(Dataset excerpts)
+ + + +

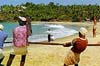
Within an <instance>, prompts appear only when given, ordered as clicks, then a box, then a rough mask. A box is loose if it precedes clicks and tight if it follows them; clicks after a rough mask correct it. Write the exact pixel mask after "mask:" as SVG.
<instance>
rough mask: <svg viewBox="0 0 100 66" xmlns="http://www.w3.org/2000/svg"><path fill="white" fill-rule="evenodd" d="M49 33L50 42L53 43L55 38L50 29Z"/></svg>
mask: <svg viewBox="0 0 100 66" xmlns="http://www.w3.org/2000/svg"><path fill="white" fill-rule="evenodd" d="M47 33H48V42H50V41H53V40H54V36H53V35H52V34H51V30H50V29H48V31H47Z"/></svg>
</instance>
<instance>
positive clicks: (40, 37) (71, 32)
mask: <svg viewBox="0 0 100 66" xmlns="http://www.w3.org/2000/svg"><path fill="white" fill-rule="evenodd" d="M0 24H3V25H4V31H5V32H6V33H7V34H8V38H7V40H6V41H12V31H13V29H14V28H15V27H17V26H18V23H7V22H6V23H4V22H3V23H0ZM48 28H50V29H51V32H52V34H53V35H54V37H55V39H56V38H62V37H65V36H70V35H73V34H75V33H77V32H78V31H77V30H78V29H77V27H75V26H66V25H59V24H48V23H33V24H32V36H30V37H29V41H32V42H40V41H47V30H48Z"/></svg>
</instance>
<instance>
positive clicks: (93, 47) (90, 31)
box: [2, 22, 100, 66]
mask: <svg viewBox="0 0 100 66" xmlns="http://www.w3.org/2000/svg"><path fill="white" fill-rule="evenodd" d="M62 24H64V25H66V24H67V25H77V26H85V27H86V28H87V29H88V34H87V39H88V42H89V43H98V42H100V30H99V28H100V23H98V24H97V36H96V37H95V38H93V37H92V23H86V22H85V23H62ZM77 36H78V34H75V35H72V36H68V37H64V38H59V39H56V40H55V41H52V42H54V43H65V42H70V41H72V39H73V38H76V37H77ZM52 42H51V43H52ZM11 48H12V47H9V48H8V49H7V48H6V49H5V48H4V55H5V58H4V60H3V62H2V64H4V65H6V63H7V60H8V58H9V54H10V50H11ZM70 48H71V47H63V46H61V45H59V46H54V45H53V46H52V45H36V44H35V45H34V44H30V46H28V52H29V53H28V54H27V58H26V63H25V66H63V61H64V58H65V56H66V54H67V52H68V50H70ZM99 52H100V46H88V47H87V49H86V50H85V51H84V52H83V53H82V54H81V60H80V62H79V66H90V65H91V66H99V65H100V59H99V58H100V56H99V55H100V53H99ZM58 60H59V61H58ZM95 61H96V62H95ZM19 63H20V55H18V56H16V58H15V59H14V61H13V63H12V66H15V65H16V66H19Z"/></svg>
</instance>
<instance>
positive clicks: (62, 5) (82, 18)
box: [0, 2, 100, 22]
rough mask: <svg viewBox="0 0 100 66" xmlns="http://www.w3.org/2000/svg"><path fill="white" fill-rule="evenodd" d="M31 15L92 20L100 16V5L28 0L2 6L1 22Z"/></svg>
mask: <svg viewBox="0 0 100 66" xmlns="http://www.w3.org/2000/svg"><path fill="white" fill-rule="evenodd" d="M19 15H20V16H26V15H28V16H30V18H31V20H32V21H65V22H67V21H71V22H80V21H85V20H91V18H92V17H93V16H96V17H97V19H99V18H100V6H99V5H97V4H95V5H91V4H89V5H59V3H57V4H54V3H53V2H50V3H49V4H34V3H32V2H27V3H25V4H21V5H16V6H14V5H3V6H0V22H3V21H6V22H8V21H15V19H14V18H16V17H17V16H19Z"/></svg>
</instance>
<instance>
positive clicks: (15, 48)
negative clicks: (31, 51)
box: [11, 46, 28, 55]
mask: <svg viewBox="0 0 100 66" xmlns="http://www.w3.org/2000/svg"><path fill="white" fill-rule="evenodd" d="M27 52H28V51H27V46H23V47H14V48H13V49H12V51H11V54H14V55H26V54H27Z"/></svg>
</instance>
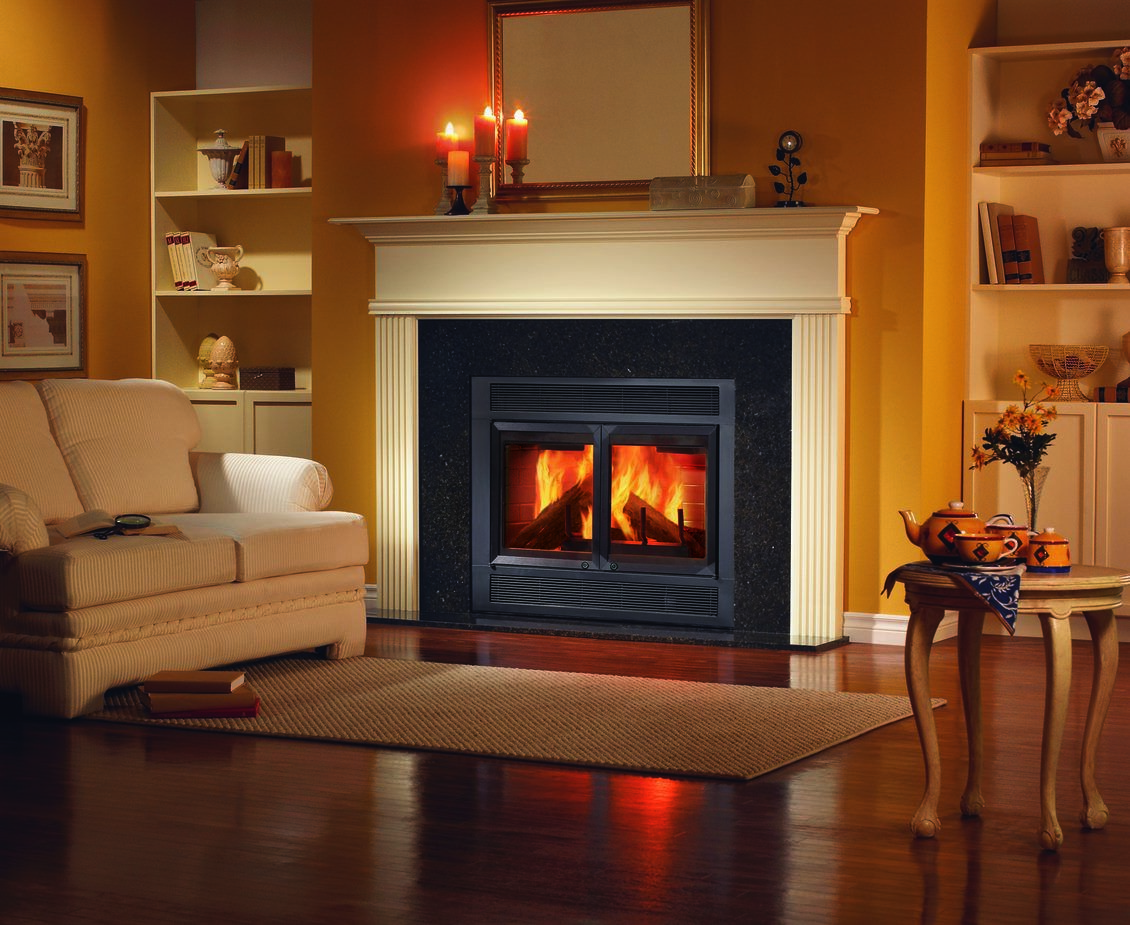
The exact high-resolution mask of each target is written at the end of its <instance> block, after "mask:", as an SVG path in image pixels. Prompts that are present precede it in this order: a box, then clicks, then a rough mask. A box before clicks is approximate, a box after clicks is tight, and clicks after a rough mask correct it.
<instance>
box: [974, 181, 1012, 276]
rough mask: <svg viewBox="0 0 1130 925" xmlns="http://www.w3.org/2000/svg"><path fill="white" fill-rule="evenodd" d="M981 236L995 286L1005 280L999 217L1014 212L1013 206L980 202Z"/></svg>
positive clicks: (1001, 203) (986, 261)
mask: <svg viewBox="0 0 1130 925" xmlns="http://www.w3.org/2000/svg"><path fill="white" fill-rule="evenodd" d="M977 208H979V211H980V215H981V237H982V242H983V245H984V252H985V264H986V268H988V271H989V282H990V283H991V285H993V286H996V285H998V283H1002V282H1003V281H1005V261H1003V260H1002V254H1001V250H1000V225H999V222H998V220H997V219H998V217H999V216H1000V215H1001V213H1003V212H1007V213H1009V215H1011V213H1012V207H1011V206H1006V204H1005V203H1003V202H980V203H977Z"/></svg>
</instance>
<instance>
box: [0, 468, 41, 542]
mask: <svg viewBox="0 0 1130 925" xmlns="http://www.w3.org/2000/svg"><path fill="white" fill-rule="evenodd" d="M49 544H50V540H49V539H47V527H46V524H44V523H43V515H42V514H41V513H40V508H38V507H36V505H35V501H33V500H32V499H31V498H29V497H28V496H27V494H26V492H24V491H20V490H19V489H18V488H14V487H12V486H10V485H2V483H0V551H2V552H10V553H11V555H12V556H19V555H20V553H21V552H27V551H28V550H29V549H41V548H42V547H45V546H49Z"/></svg>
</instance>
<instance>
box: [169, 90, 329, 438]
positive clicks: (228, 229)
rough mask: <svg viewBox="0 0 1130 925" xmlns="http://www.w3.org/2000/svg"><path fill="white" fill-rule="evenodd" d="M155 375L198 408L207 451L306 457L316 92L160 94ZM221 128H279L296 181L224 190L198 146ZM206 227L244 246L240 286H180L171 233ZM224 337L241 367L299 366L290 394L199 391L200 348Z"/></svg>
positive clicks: (201, 145)
mask: <svg viewBox="0 0 1130 925" xmlns="http://www.w3.org/2000/svg"><path fill="white" fill-rule="evenodd" d="M150 116H151V117H150V158H151V164H150V178H151V193H153V199H151V216H150V239H151V253H150V279H151V287H153V343H151V350H153V374H154V376H155V377H157V378H163V379H167V381H169V382H172V383H174V384H176V385H179V386H181V387H182V389H184V390H185V392H186V394H189V396H190V399H191V400H192V401H193V403H194V404H195V405H197V409H198V412H199V414H200V419H201V424H202V426H203V428H205V438H203V443H202V444H201V448H207V450H226V451H242V452H258V453H279V454H284V455H310V444H311V439H310V417H311V414H310V411H311V400H312V391H311V390H312V377H311V346H310V340H311V233H312V211H311V203H312V197H311V189H312V186H311V182H312V181H311V177H312V168H313V164H312V145H311V128H312V119H311V90H310V88H308V87H240V88H234V89H218V90H175V91H168V93H155V94H153V96H151V114H150ZM217 129H224V130H225V131H226V132H227V136H226V137H227V140H228V141H229V142H231V143H232V145H234V146H238V145H241V143H242V142H243V140H245V139H246V138H247V137H249V136H252V134H277V136H282V137H284V138H285V139H286V149H287V150H289V151H293V152H294V158H295V180H294V183H295V185H294V186H290V187H285V189H267V190H217V189H215V183H214V182H212V178H211V175H210V173H209V171H208V162H207V159H206V158H205V157H203V156H201V155H200V152H199V148H201V147H205V146H208V145H210V143H212V142H215V140H216V137H215V131H216V130H217ZM172 230H179V232H207V233H209V234H212V235H215V236H216V239H217V242H218V243H219V244H221V245H235V244H238V245H242V246H243V248H244V258H243V260H241V262H240V267H241V270H240V274H238V276H237V277H236V278H235V283H236V286H238V287H240V289H238V290H237V291H189V293H185V291H177V290H176V289H175V287H174V286H173V276H172V270H171V267H169V260H168V250H167V247H166V244H165V234H166V233H167V232H172ZM209 333H214V334H227V335H228V337H229V338H232V340H233V341H234V343H235V347H236V352H237V356H238V359H240V366H241V368H242V367H249V366H293V367H294V369H295V385H296V389H295V390H294V391H289V392H275V391H245V390H228V391H219V390H203V391H202V390H199V389H198V385H199V379H198V365H197V354H198V351H199V346H200V342H201V341H202V340H203V338H205V337H206V335H208V334H209Z"/></svg>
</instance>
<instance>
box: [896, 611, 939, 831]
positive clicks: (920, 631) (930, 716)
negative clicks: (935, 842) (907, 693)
mask: <svg viewBox="0 0 1130 925" xmlns="http://www.w3.org/2000/svg"><path fill="white" fill-rule="evenodd" d="M944 614H945V611H944V610H942V609H941V608H936V607H923V605H921V604H913V603H912V604H911V618H910V622H909V623H907V625H906V647H905V651H904V655H903V660H904V664H905V669H906V690H907V692H909V693H910V699H911V708H912V709H913V710H914V725H915V726H918V733H919V741H920V742H921V744H922V758H923V760H924V761H925V792H924V793H923V795H922V802H921V803H920V804H919V808H918V812H915V813H914V818H913V819H911V831H913V832H914V835H915V836H918V837H919V838H933V837H935V835H937V834H938V830H939V829H940V828H941V822H940V821H939V819H938V797H939V795H940V793H941V753H940V751H939V750H938V728H937V726H936V725H935V721H933V709H932V708H931V706H930V646H931V645H932V644H933V635H935V632H937V630H938V625H939V623H940V622H941V618H942V616H944Z"/></svg>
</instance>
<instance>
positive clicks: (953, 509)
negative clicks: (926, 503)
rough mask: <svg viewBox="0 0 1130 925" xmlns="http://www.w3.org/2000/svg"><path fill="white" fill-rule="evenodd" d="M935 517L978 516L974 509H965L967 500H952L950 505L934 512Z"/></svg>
mask: <svg viewBox="0 0 1130 925" xmlns="http://www.w3.org/2000/svg"><path fill="white" fill-rule="evenodd" d="M933 516H935V517H976V516H977V515H976V514H974V513H973V512H972V511H966V509H965V501H950V503H949V506H948V507H944V508H942V509H941V511H935V512H933Z"/></svg>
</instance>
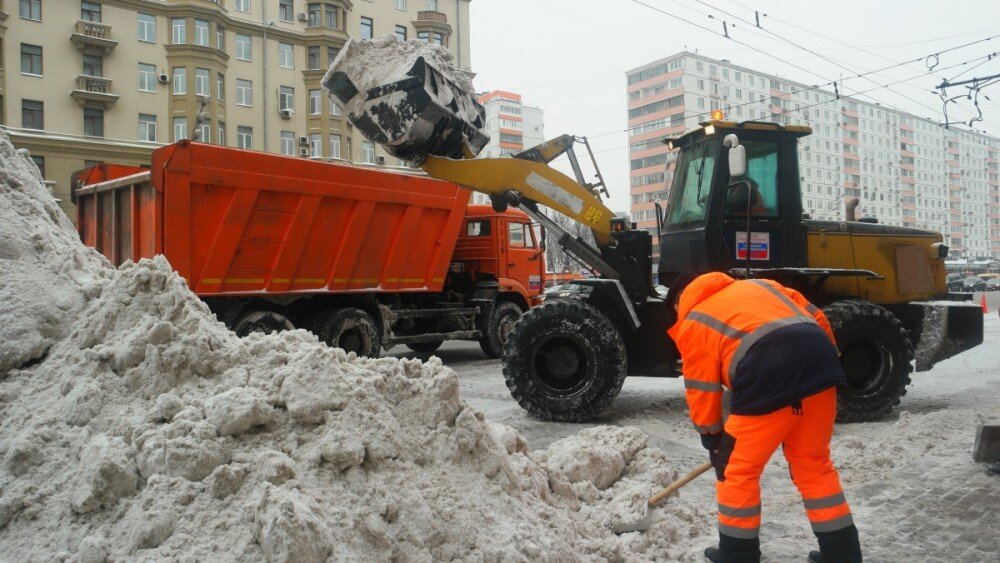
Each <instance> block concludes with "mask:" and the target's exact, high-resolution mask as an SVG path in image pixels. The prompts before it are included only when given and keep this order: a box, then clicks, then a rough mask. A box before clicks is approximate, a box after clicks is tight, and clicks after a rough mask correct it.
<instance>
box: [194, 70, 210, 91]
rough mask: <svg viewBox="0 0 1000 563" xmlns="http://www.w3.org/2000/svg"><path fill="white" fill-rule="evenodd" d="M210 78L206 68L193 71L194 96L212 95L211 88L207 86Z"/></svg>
mask: <svg viewBox="0 0 1000 563" xmlns="http://www.w3.org/2000/svg"><path fill="white" fill-rule="evenodd" d="M210 76H211V75H210V73H209V72H208V69H207V68H196V69H194V93H195V95H196V96H211V95H212V87H211V86H210V85H209V77H210Z"/></svg>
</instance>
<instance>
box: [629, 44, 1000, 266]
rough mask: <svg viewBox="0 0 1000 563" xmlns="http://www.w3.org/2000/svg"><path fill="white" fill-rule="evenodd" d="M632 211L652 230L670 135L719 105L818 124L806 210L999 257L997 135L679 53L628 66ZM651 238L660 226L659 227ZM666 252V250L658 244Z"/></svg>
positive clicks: (958, 255) (803, 167) (783, 117)
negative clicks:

+ + + +

**WORK REQUIRED**
Identify every line in the items that contains the string "after", treating case as significant, and copy each such line.

**EXERCISE ANSWER**
Within an <instance>, prompts appear only when given, ordered as clicks, then a box, then a rough mask. A box is loose if it precedes clicks and tight if it follows them; clicks after a rough mask correct it. Write the exact pixel mask after "mask:" as SVG.
The exact high-resolution mask of each target is written at the end of its <instance> block, after "mask:", as an SVG path in image pixels. Prompts that are present precede it in this order: a box, then clicks, then a rough mask. A box before clicks is approximate, a box after clicks is tight, and clicks after a rough mask correct it.
Each <instance> block concludes with "mask:" and the target's exact, high-resolution mask as an SVG path in image pixels. The prompts before it are included only when given and keep this order: a box, then clicks, then a rough mask. A box before clicks is approximate, a box after clicks is tight, and clicks after a rough mask correct it.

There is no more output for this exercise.